** TEXT **
****************************************

It had taken us much longer than anticipated to reach the port city of Trabzon in Turkey, though with hindsight probably no longer than it would take us to fulfil the procedures involved in leaving the country itself.

‘Police check, 10am, .. maybe 11am’, the ticket agent seemed unsure of the precise time but this seemed to matter little, ‘then Customs, …. Maybe 3pm’.
I asked why payment for the ticket had to be in US$ and not Turkish YTL and received no reply. I knew that we were probably being stung for money that we could afford to part with but we were already a couple of days behind schedule and this ‘Agent’ was our only hope of early exit to Russia. I asked for an official receipt in the hope that this would reduce the price but was met with the same smiling silence. It seems that when you have a monopoly on the only means of exit from a port, you charge whatever you feel your market can bear and manipulate your own currency conversion rates, …. But sadly not in Poor Circulations favour.

****************************************

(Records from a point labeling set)
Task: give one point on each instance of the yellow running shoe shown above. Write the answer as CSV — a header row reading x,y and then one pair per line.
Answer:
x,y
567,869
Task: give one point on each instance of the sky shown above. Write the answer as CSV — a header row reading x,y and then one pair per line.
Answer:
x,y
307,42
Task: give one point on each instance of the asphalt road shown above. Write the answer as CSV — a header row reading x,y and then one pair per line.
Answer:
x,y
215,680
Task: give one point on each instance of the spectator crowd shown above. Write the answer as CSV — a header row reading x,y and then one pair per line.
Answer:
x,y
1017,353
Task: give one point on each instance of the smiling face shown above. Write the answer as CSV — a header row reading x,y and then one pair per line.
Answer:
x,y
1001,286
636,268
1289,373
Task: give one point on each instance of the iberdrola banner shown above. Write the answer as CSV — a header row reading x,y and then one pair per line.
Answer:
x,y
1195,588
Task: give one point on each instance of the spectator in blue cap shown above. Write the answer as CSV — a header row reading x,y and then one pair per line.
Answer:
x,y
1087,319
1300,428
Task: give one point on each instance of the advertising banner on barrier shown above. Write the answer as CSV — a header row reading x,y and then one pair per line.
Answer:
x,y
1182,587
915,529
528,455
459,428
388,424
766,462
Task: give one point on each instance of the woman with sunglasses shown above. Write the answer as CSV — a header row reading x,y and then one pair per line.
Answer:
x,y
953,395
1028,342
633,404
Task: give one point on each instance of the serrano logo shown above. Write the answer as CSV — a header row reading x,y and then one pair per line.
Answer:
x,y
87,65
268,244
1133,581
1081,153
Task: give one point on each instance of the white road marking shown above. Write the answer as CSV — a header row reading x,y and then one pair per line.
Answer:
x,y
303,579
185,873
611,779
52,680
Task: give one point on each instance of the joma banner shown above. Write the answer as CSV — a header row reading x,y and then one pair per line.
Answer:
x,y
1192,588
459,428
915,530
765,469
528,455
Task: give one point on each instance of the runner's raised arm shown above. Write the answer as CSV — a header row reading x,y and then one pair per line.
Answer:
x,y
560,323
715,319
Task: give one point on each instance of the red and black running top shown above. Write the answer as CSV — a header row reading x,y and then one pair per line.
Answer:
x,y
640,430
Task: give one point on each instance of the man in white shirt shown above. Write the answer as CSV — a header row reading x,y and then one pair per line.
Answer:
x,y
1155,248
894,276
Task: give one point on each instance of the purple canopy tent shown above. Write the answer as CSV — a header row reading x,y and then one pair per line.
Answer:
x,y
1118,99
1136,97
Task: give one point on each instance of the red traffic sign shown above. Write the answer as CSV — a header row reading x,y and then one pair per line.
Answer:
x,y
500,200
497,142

****************************************

State whether each statement agrees with the Trabzon account above, answering yes or no and quoting the deciding words: (a) The ticket agent gave a precise time for the police check. (b) Payment for the ticket had to be made in US dollars. (c) Asking for an official receipt lowered the price.

** FULL ANSWER **
(a) No: "the ticket agent seemed unsure of the precise time"
(b) Yes: "payment for the ticket had to be in US$ and not Turkish YTL"
(c) No: "was met with the same smiling silence"